Rewrite the whole listing below line for line, scaling each x and y pixel coordinate in the answers by 0.35 and rounding to the nearest whole number, with halves going up. Leave the format samples and all other lines untouched.

[Available records]:
□ □ □ □ □

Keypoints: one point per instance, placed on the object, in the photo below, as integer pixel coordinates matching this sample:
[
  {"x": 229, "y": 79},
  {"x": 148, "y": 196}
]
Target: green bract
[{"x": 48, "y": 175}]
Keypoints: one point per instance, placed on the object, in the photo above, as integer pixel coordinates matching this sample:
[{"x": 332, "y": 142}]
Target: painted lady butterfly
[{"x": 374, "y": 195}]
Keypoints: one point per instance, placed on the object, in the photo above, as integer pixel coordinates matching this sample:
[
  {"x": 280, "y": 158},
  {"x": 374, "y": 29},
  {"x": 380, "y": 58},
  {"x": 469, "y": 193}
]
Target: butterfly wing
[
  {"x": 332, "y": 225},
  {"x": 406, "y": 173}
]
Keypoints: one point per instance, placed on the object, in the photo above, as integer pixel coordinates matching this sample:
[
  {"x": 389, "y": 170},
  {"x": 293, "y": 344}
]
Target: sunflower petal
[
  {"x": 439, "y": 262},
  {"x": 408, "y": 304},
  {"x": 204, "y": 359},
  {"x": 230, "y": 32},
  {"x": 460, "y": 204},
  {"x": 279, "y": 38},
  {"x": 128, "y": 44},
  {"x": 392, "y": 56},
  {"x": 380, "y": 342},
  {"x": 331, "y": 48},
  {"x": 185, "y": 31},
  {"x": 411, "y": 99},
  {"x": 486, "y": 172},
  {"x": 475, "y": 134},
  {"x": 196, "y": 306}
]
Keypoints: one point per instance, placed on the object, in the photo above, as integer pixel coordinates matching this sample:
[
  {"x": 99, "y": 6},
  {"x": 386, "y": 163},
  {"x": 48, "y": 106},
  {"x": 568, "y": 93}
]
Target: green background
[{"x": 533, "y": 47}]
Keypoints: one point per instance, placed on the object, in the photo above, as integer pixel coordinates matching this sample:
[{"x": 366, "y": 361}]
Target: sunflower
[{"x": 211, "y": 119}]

□ □ □ □ □

[Result of this task]:
Keypoints: one point per instance, placed on the object, in the photo below, as integer pixel coordinates matching this sample:
[
  {"x": 229, "y": 79},
  {"x": 148, "y": 196}
]
Target: green bract
[{"x": 17, "y": 61}]
Keypoints: one point per instance, placed on the object, in the photo above, as integer pixel coordinates matching this sample:
[{"x": 332, "y": 142}]
Target: painted lady butterfly
[{"x": 131, "y": 68}]
Keypoints: one point per instance, placed on the object, in the photo above, as integer pixel coordinates matching this sample:
[
  {"x": 280, "y": 158},
  {"x": 374, "y": 29},
  {"x": 380, "y": 58},
  {"x": 469, "y": 193}
]
Target: butterfly wing
[
  {"x": 116, "y": 79},
  {"x": 142, "y": 61}
]
Keypoints: one point per instance, placed on the object, in the photo above, as integer pixel coordinates matching this sample:
[
  {"x": 389, "y": 170},
  {"x": 293, "y": 344}
]
Target: sunflower petal
[
  {"x": 154, "y": 92},
  {"x": 143, "y": 106},
  {"x": 71, "y": 126},
  {"x": 81, "y": 11},
  {"x": 161, "y": 71},
  {"x": 98, "y": 13},
  {"x": 45, "y": 15},
  {"x": 137, "y": 20},
  {"x": 133, "y": 120},
  {"x": 116, "y": 17},
  {"x": 65, "y": 11},
  {"x": 144, "y": 35},
  {"x": 170, "y": 60},
  {"x": 166, "y": 47},
  {"x": 69, "y": 107}
]
Keypoints: one point per instance, placed on the object, in the photo above, as integer pixel coordinates matching this sample:
[
  {"x": 99, "y": 6},
  {"x": 386, "y": 163},
  {"x": 48, "y": 106},
  {"x": 568, "y": 93}
]
Target: green background
[{"x": 187, "y": 16}]
Keypoints: one point per instance, placed on the object, in the photo above, as integer pixel coordinates matching this sample:
[{"x": 366, "y": 361}]
Target: sunflower
[{"x": 74, "y": 42}]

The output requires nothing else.